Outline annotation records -
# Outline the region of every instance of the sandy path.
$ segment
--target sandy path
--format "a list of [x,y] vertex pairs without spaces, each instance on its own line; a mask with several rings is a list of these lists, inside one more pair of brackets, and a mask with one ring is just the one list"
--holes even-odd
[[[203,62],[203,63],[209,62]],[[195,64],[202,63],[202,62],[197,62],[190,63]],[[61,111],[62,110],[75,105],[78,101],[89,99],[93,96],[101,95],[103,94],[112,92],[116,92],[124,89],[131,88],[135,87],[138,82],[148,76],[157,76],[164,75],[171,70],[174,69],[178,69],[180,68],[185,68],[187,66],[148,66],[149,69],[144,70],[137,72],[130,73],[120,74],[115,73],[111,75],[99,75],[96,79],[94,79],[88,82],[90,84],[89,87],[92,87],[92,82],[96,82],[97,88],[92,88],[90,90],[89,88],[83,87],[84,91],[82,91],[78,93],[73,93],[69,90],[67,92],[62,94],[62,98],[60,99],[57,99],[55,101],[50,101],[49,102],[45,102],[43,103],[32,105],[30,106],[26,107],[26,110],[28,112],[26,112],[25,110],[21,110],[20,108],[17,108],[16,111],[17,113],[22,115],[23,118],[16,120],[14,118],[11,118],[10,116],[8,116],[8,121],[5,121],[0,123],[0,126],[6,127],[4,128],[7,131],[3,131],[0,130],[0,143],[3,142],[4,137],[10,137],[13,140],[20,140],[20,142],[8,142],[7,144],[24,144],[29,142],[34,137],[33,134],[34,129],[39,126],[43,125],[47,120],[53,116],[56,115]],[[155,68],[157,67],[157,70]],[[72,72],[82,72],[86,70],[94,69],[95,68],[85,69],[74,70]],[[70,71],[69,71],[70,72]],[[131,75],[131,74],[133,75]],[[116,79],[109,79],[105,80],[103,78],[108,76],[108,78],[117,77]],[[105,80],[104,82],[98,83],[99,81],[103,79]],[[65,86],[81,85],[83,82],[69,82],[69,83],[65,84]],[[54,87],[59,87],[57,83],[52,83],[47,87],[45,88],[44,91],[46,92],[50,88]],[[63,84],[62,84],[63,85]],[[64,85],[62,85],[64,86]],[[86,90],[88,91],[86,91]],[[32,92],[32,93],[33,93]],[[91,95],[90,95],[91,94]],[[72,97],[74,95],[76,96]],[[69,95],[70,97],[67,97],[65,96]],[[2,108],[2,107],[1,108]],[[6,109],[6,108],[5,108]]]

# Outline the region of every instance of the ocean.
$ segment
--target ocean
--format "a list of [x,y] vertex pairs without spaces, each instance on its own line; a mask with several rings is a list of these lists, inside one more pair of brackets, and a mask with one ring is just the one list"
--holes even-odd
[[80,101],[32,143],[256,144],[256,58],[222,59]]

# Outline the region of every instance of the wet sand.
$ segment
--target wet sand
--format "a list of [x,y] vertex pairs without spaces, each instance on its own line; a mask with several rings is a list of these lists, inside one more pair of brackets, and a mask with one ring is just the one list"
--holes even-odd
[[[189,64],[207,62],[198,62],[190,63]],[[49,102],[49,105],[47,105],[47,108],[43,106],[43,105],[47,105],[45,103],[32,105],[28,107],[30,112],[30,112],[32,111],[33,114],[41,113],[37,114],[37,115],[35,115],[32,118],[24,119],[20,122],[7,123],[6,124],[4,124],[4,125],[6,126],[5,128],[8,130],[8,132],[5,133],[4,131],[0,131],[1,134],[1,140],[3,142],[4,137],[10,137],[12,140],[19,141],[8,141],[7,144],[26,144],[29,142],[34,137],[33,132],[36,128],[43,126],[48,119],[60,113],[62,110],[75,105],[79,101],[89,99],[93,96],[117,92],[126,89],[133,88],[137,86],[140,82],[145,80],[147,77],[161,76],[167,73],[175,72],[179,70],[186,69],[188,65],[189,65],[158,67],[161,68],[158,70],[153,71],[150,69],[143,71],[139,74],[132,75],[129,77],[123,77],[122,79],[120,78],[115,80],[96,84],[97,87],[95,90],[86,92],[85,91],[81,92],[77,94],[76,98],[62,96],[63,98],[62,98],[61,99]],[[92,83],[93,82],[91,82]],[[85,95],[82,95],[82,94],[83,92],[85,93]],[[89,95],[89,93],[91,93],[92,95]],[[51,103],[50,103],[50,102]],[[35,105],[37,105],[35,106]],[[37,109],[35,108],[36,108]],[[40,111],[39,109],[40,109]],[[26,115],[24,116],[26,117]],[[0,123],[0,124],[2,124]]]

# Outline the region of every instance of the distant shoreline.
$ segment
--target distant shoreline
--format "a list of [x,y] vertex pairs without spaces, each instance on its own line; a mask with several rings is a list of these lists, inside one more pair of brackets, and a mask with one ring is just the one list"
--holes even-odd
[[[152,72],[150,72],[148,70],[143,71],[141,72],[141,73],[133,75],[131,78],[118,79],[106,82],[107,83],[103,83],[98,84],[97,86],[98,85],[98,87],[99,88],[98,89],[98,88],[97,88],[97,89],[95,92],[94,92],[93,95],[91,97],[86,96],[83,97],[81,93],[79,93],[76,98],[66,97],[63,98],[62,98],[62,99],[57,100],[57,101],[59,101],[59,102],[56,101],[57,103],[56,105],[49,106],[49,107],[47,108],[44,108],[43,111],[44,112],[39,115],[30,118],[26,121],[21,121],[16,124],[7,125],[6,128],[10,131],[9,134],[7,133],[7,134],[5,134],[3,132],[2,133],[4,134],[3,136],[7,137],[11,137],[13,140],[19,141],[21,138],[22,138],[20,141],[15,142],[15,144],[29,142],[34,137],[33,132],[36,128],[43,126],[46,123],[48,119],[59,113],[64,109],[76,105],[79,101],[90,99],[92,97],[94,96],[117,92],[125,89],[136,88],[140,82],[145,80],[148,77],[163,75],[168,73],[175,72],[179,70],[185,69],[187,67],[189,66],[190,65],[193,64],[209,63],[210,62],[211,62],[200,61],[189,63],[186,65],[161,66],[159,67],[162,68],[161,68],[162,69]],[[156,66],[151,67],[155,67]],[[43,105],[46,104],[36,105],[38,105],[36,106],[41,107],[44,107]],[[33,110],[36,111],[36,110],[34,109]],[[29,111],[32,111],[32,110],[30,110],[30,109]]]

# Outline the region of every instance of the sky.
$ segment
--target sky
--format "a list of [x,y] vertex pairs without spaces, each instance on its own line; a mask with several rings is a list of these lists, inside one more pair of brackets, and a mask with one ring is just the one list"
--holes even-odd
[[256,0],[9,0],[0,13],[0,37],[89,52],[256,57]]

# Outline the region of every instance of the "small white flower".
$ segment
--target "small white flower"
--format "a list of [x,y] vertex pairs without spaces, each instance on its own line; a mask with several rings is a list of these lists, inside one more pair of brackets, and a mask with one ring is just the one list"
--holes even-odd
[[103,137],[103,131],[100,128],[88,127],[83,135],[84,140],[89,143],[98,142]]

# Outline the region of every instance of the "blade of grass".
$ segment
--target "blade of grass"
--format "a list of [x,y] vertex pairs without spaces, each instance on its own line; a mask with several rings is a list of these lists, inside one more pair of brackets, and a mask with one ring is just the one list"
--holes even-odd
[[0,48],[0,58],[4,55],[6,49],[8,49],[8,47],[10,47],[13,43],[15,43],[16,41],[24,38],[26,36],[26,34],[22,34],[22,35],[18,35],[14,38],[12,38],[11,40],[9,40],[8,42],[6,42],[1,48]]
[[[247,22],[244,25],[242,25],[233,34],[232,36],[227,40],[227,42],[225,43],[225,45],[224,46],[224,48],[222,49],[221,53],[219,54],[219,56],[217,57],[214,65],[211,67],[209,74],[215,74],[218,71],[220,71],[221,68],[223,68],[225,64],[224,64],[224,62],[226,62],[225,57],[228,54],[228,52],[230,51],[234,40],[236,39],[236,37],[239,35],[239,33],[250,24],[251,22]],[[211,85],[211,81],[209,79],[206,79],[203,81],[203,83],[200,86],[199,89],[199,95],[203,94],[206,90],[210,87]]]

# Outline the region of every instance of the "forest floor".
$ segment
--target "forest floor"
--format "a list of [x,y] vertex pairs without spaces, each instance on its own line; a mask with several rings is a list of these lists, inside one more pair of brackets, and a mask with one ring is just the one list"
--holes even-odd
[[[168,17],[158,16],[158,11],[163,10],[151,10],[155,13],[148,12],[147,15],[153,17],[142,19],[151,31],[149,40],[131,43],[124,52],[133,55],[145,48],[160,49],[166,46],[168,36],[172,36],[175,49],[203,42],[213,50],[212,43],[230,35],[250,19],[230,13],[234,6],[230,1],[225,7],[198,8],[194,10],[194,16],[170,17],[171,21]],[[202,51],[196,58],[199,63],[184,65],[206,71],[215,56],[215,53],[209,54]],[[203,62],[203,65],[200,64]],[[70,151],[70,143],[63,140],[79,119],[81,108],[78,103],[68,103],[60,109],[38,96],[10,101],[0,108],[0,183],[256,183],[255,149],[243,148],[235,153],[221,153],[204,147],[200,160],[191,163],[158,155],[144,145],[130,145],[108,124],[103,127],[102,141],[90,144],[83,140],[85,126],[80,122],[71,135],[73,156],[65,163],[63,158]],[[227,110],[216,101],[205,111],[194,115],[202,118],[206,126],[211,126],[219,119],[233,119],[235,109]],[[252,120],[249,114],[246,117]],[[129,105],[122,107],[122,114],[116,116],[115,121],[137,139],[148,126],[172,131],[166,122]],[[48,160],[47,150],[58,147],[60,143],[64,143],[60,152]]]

* * *

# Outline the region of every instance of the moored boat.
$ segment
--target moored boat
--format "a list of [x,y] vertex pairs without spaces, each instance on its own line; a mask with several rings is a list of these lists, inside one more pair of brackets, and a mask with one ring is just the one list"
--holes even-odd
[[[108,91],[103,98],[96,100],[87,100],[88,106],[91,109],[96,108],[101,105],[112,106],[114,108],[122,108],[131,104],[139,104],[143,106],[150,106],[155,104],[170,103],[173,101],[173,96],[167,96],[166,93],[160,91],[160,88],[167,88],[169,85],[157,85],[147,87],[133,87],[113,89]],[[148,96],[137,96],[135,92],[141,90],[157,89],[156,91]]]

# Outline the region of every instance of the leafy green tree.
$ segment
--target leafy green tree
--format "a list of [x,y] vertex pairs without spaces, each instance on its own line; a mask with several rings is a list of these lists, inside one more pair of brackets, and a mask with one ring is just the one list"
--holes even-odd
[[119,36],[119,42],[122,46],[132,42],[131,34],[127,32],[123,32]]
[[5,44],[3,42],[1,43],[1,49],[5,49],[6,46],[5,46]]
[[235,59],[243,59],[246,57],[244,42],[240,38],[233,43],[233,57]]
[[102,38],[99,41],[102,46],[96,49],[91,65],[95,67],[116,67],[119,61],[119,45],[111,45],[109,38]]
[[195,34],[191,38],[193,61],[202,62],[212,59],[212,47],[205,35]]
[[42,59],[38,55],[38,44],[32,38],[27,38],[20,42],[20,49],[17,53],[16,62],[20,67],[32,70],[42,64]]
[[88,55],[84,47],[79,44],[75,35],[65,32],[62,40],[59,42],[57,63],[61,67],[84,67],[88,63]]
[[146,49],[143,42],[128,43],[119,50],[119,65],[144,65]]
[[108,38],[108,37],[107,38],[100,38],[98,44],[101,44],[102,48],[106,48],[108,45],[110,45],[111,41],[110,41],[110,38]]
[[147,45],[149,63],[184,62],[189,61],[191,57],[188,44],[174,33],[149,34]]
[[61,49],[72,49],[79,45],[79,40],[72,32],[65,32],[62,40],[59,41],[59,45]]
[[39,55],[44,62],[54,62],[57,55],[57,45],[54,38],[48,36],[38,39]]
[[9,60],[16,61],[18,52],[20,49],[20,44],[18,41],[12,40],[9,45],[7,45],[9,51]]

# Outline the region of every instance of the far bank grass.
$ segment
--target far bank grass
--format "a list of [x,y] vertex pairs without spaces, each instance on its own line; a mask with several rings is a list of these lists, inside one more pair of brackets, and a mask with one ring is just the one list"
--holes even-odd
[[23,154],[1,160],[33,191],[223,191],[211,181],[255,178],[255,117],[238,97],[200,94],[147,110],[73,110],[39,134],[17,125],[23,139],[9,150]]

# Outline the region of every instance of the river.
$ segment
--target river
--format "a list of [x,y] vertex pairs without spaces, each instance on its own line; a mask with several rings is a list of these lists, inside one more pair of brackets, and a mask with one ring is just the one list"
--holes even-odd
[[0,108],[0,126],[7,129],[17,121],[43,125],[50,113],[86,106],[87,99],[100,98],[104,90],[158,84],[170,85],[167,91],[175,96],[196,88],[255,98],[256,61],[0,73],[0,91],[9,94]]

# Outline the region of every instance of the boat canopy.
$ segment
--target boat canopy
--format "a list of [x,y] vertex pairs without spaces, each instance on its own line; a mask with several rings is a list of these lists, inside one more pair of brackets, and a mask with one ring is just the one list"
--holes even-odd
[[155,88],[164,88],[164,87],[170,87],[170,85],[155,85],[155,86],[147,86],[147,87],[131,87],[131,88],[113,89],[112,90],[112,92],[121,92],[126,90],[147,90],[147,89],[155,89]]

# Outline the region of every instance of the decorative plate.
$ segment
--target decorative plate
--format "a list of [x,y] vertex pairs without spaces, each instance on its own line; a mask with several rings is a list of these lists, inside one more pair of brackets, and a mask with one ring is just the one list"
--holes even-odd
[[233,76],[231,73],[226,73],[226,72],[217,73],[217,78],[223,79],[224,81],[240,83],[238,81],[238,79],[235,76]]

Task objective - Please state how many lines of the material contain the string "floor", giving only the number.

Exercise output - 2